---------- Document segment ----------
London, here we come!

A trip to Fortnum and Mason with Christmas decorations had me laughing to myself about Love Actually

A trip to Fortnum and Mason pre-Christmas had me chuckling over the Love Actually scene

And so I find myself in England for a few days. House hunting. How on earth did that happen?

I liked these ivy balls along with the burst of colour behind them

I like these ivy balls, along with the burst of colour behind them

Out of the blue, Paul has been offered a new role in London. And after much consideration, we are on the move. I have a whole cocktail of emotions going on. Excited that I will be spending time close to family and old friends. Eager to visit all those English gardens and European cities. Cautiously looking forward to living in London for the first time in my life, with all that it has to offer.

Pink seemed to be the theme of the month. How lovely are these Hellebores?

Pink seemed to be the theme of the week. How lovely are these Hellebores?

But on the other hand, I have deep, deep sadness to be leaving Australia. A country that I have grown to love in a way that I never felt about England. Of distancing ourselves from all the wonderful friendships we have been so lucky to have made over the years. And a genuine fear of leaving blue skies behind.

Green walls look so much more 'right' to me in this damp environment

Green walls look so much more ‘right’ to me in this damp environment

This week we have awoken to fog, walked under grey cloud and dodged the rain, almost every day. I’m hoping I will soon slot straight back in again; after all, I did live in the UK for 33 years. But gosh, we are giving up so much in Sydney.

Citrus and bromeliads; almost as though I were still in Sydney

Citrus and bromeliads at The Chelsea Gardener; almost as though I were still in Sydney

November is probably not London at its best. Whilst relatively mild, it is past the romantic stage of autumn and on to the damp, mushy, tired looking beginnings of winter. Search as I might, it has been extremely difficult to find inspiring plantings of any kind. The one saving grace has been a very happy ten minutes at ‘The Chelsea Gardener’ nursery, before meeting a friend at ‘Bumpkin Garden Restaurant’.

I adore the rich, deep colour of these Cyclamen with velvety and intense petals

I adore the rich, deep colour of these Cyclamen with velvety, intense petals

It’s going to be much harder to surround myself with green here. It’s going to be much, much harder to get out of bed on cold, dark mornings. But I am determined to embrace all the wonderful things about this city and this country; to appreciate them in a way that I failed to do in the past. A few days in and I already feel less of a stranger, more relaxed and excited to be experiencing some of the wonders of London. Driving along Embankment last night, seeing the lights of the London Eye and Oxo Tower, then past Big Ben and the Houses of Parliament,  you can’t help but feel invigorated by this magical, historic city.

Bumpkin Garden Restaurant was a real treat

Bumpkin Garden Restaurant was a real treat

And spot the planted wellies in the background!

Spot the planted wellies in the background at Bumpkin!

We’ll be moving here in London’s spring, so until then, I’m going to enjoy every minute in Australia, stock up on vitamin D and visit as many new places as I possibly can.

I sat next to the watering can to eat my lunch!

I sat next to the watering can to eat my lunch!
---------- Stored records ----------
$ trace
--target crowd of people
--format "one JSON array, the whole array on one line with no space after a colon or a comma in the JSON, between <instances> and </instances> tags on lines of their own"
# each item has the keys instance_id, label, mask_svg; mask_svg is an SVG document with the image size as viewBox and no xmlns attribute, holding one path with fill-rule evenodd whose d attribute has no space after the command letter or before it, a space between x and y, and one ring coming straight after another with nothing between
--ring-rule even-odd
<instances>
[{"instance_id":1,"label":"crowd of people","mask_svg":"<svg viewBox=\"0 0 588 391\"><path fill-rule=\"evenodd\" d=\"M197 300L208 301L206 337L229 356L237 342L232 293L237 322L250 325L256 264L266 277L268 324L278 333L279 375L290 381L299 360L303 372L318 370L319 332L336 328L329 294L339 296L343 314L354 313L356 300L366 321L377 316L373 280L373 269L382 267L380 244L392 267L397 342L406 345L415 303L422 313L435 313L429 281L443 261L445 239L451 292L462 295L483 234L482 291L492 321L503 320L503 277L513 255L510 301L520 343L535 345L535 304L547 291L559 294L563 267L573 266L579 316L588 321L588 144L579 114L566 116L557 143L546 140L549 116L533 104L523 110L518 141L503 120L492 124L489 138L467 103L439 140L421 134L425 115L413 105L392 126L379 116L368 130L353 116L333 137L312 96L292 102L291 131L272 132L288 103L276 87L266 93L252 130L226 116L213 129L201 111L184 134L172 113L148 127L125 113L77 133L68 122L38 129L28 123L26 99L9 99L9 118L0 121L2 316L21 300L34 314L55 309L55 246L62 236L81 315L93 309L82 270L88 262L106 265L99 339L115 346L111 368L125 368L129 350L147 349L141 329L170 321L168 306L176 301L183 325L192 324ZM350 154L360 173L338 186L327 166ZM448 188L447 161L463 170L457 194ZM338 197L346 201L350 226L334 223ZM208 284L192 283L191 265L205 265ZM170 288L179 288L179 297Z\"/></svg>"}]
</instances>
----------
Could you copy the post about moving to London, starting at "Green walls look so much more 'right'" and ending at "much in Sydney.", but change "fog" to "mist"?

• _Answer in full_:
Green walls look so much more 'right' to me in this damp environment

Green walls look so much more ‘right’ to me in this damp environment

This week we have awoken to mist, walked under grey cloud and dodged the rain, almost every day. I’m hoping I will soon slot straight back in again; after all, I did live in the UK for 33 years. But gosh, we are giving up so much in Sydney.